Copy out the material below, substituting "Street-scene input" for each occurrence of "Wildlife-survey input" and leaving every other word unchanged.

[Point labeling dataset excerpts]
·····

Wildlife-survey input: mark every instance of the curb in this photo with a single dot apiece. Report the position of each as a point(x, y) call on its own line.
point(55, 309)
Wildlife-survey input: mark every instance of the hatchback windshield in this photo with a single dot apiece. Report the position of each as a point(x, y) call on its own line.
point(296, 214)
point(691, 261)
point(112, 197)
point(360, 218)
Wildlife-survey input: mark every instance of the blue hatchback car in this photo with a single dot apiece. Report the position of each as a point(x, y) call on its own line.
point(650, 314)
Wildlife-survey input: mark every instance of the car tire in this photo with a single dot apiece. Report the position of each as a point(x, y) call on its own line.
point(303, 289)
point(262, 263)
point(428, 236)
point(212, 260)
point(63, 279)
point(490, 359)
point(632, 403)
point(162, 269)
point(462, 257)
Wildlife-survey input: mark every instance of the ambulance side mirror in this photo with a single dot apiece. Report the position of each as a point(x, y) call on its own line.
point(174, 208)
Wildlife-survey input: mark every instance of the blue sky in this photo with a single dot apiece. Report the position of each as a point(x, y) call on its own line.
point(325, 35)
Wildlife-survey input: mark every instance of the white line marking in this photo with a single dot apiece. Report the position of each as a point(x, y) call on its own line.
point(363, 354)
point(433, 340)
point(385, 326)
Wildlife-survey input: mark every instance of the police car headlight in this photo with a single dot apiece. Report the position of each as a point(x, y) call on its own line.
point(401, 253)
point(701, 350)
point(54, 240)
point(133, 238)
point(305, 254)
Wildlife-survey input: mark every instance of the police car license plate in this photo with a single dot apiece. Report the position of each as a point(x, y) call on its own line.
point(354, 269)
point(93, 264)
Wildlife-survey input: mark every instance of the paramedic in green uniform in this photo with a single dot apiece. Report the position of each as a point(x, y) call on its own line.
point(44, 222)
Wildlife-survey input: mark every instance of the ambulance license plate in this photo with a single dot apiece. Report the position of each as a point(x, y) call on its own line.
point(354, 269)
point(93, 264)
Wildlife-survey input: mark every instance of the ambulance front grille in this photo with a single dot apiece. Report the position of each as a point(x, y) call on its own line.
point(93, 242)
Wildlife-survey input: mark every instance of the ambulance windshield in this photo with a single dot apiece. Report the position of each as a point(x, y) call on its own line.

·····

Written response:
Street-scene input: mark every instance of the curb in this photo with a single dot apiece. Report the position of each as a point(x, y) call on its own line.
point(55, 309)
Street-scene input: mark every instance of the hatchback windshield in this photo with a single dot apiece. Report the position of each as a point(x, y) call on its own line.
point(296, 214)
point(691, 261)
point(112, 197)
point(360, 218)
Street-scene input: mark every instance of the blue hatchback car in this photo with a single dot apiece. Report the position of each as a point(x, y) call on its own line.
point(650, 314)
Street-scene input: mark every instance of the car tire in this photo with a single dot apiece. Report the position of each as a point(x, y) call on its own line.
point(303, 289)
point(262, 263)
point(428, 236)
point(212, 260)
point(63, 279)
point(490, 359)
point(632, 403)
point(162, 269)
point(462, 257)
Street-scene input: mark every instance of the ambulance side mirror in this photo with a single dot apiece. Report the position of each as a point(x, y) call on its own line.
point(174, 208)
Street-scene input: mark every instance of the blue sky in this photo with a single dot apiece. Report the position of each as a point(x, y) call on its own line.
point(325, 35)
Street-scene input: mark every instance of the white line marking in this photo with a single dot apiece. Report the position of each as a point(x, y) call on its own line.
point(363, 354)
point(433, 340)
point(385, 326)
Street-scene input: mark every instance of the police car headlight in this photo with a single dot apiece. Report the position of each as a point(x, y) call on its own line.
point(401, 253)
point(701, 350)
point(54, 240)
point(133, 238)
point(305, 254)
Street-scene input: mark every instance of the police car license plate in this photo with a single dot apiece. Report the position of each as a point(x, y) call on its own line.
point(354, 269)
point(93, 264)
Street-scene input: mark every instance of the paramedic in green uniform in this photo with a single dot apiece. Report the position of each as a point(x, y) call on its own line.
point(44, 222)
Street-scene input: mark every instance of the ambulance license plate in this photo with a single dot apiece. Report the position of each as a point(x, y) call on its own line.
point(354, 269)
point(93, 264)
Street-scene input: mark every instance of the ambulance front grille in this photo with a single dot apiece. Report the position of each as a point(x, y) call on its own line.
point(93, 242)
Street-scene input: mark every instance of the ambulance windshield in this photo with a single dot apiece. Report the position of each as a point(x, y) call on its own line.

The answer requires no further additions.